══ The input ══

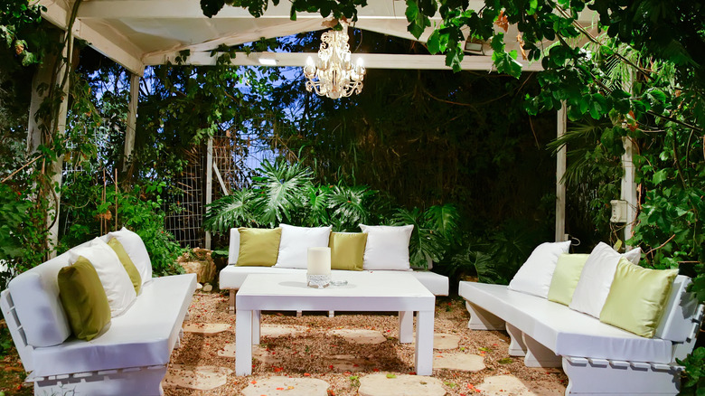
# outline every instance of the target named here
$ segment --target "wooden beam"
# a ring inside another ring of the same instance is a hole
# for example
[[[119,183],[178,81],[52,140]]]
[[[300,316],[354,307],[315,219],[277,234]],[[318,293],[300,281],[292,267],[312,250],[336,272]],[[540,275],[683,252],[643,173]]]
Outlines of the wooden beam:
[[[145,58],[147,65],[158,65],[170,61],[175,63],[177,53],[164,54]],[[315,52],[252,52],[247,54],[240,52],[230,61],[233,66],[262,66],[259,59],[270,59],[277,61],[277,66],[303,67],[308,57],[316,59]],[[398,55],[390,53],[356,53],[352,54],[352,61],[357,58],[362,58],[367,69],[410,69],[410,70],[451,70],[446,66],[444,55]],[[197,66],[215,65],[216,57],[212,57],[210,52],[195,52],[186,60],[185,64]],[[524,67],[524,71],[541,71],[540,62],[520,62]],[[492,56],[465,55],[461,67],[465,71],[492,71],[494,69]]]
[[[475,9],[483,3],[471,2]],[[405,4],[393,0],[370,2],[367,6],[358,9],[358,19],[402,19],[406,21]],[[291,19],[291,3],[280,2],[277,5],[269,4],[260,19]],[[80,19],[184,19],[205,18],[201,5],[193,0],[93,0],[81,5],[78,16]],[[248,10],[241,7],[225,5],[214,19],[254,18]],[[296,13],[296,19],[319,19],[318,13]],[[437,14],[436,20],[440,20]]]
[[[61,29],[67,29],[70,15],[67,9],[52,0],[40,0],[39,3],[46,7],[46,11],[42,12],[42,18]],[[89,3],[81,4],[80,8],[86,4]],[[77,19],[73,24],[73,35],[85,40],[96,51],[123,65],[130,72],[140,76],[144,73],[145,64],[140,61],[142,51],[116,29],[102,24],[99,30]]]
[[[568,127],[568,111],[566,102],[561,102],[557,114],[557,137],[560,138],[566,134]],[[563,176],[566,174],[568,156],[566,146],[560,147],[556,159],[556,241],[566,240],[566,184]]]
[[[122,170],[127,170],[127,165],[135,148],[135,131],[137,125],[137,104],[139,103],[139,76],[130,74],[130,102],[127,108],[127,128],[125,130],[125,151],[123,153]]]

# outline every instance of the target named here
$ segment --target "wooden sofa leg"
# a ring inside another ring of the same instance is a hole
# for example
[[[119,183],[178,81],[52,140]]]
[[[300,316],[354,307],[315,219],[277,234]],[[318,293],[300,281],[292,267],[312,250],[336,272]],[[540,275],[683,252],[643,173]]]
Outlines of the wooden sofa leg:
[[[518,328],[507,323],[507,333],[512,339],[509,344],[510,356],[526,356],[526,345],[522,338],[522,333]]]
[[[566,395],[675,396],[681,387],[681,367],[662,363],[609,361],[566,356]]]
[[[162,380],[166,366],[136,367],[67,376],[68,378],[35,381],[35,395],[105,395],[162,396]]]
[[[524,364],[527,367],[560,367],[562,359],[550,349],[539,344],[538,341],[522,334],[522,339],[526,346]]]
[[[504,330],[504,321],[484,309],[465,301],[465,308],[470,313],[467,328],[471,330]]]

═══

What to work on: How many lines of the records above contain the string "beam", with case taken into account? Reply with the number only.

Problem solution: 2